▶ [WORK TASK]: Your task is to print the listing exactly as it stands.

RECORDED INFORMATION section start

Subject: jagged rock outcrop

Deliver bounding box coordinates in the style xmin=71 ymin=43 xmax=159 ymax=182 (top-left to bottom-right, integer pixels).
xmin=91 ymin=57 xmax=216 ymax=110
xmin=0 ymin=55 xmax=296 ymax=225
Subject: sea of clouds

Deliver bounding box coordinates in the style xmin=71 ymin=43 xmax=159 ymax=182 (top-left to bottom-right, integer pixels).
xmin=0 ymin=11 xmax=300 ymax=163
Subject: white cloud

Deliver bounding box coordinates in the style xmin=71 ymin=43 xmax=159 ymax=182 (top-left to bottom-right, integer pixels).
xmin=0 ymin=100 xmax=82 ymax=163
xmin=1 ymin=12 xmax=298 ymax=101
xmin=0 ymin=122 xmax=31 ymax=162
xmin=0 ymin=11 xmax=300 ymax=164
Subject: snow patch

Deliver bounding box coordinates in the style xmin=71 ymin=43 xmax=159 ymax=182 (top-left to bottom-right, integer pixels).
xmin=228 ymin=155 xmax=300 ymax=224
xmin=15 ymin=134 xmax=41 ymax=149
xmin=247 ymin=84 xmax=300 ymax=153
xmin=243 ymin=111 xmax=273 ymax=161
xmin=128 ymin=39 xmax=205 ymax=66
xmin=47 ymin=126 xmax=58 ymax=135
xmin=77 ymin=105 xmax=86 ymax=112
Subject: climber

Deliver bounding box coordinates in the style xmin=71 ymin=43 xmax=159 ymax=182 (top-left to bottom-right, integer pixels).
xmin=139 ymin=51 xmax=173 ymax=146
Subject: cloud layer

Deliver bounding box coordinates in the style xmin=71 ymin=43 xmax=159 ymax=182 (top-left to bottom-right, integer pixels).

RECORDED INFORMATION section end

▶ [YOUR SOLUTION]:
Subject: jagged rock outcrop

Deliver bounding box coordinates in the style xmin=71 ymin=43 xmax=159 ymax=182 (top-left to bottom-right, integer pixels).
xmin=91 ymin=57 xmax=216 ymax=110
xmin=0 ymin=55 xmax=296 ymax=225
Subject: sea of clouds

Deliver bounding box coordinates in the style xmin=71 ymin=43 xmax=159 ymax=182 (top-left to bottom-right, integer pixels).
xmin=0 ymin=11 xmax=300 ymax=163
Subject: white cloud

Deliver bounding box coordinates in the style xmin=71 ymin=43 xmax=159 ymax=182 (top-left to bottom-right, integer pixels).
xmin=0 ymin=100 xmax=82 ymax=163
xmin=1 ymin=12 xmax=298 ymax=101
xmin=0 ymin=122 xmax=31 ymax=162
xmin=0 ymin=11 xmax=300 ymax=164
Subject: snow patch

Deliver bounding box coordinates in the style xmin=71 ymin=43 xmax=159 ymax=182 (top-left to bottom-right, integer pixels).
xmin=228 ymin=155 xmax=300 ymax=224
xmin=15 ymin=134 xmax=41 ymax=149
xmin=247 ymin=84 xmax=300 ymax=153
xmin=243 ymin=111 xmax=273 ymax=161
xmin=128 ymin=39 xmax=205 ymax=66
xmin=47 ymin=126 xmax=58 ymax=135
xmin=77 ymin=105 xmax=86 ymax=112
Subject: climber

Deliver bounding box coordinates in the style xmin=71 ymin=43 xmax=159 ymax=182 (top-left to bottom-right, integer pixels).
xmin=139 ymin=51 xmax=173 ymax=146
Subject: cloud layer

Deliver bounding box coordinates in the style xmin=71 ymin=43 xmax=159 ymax=182 (top-left to bottom-right, integer pixels).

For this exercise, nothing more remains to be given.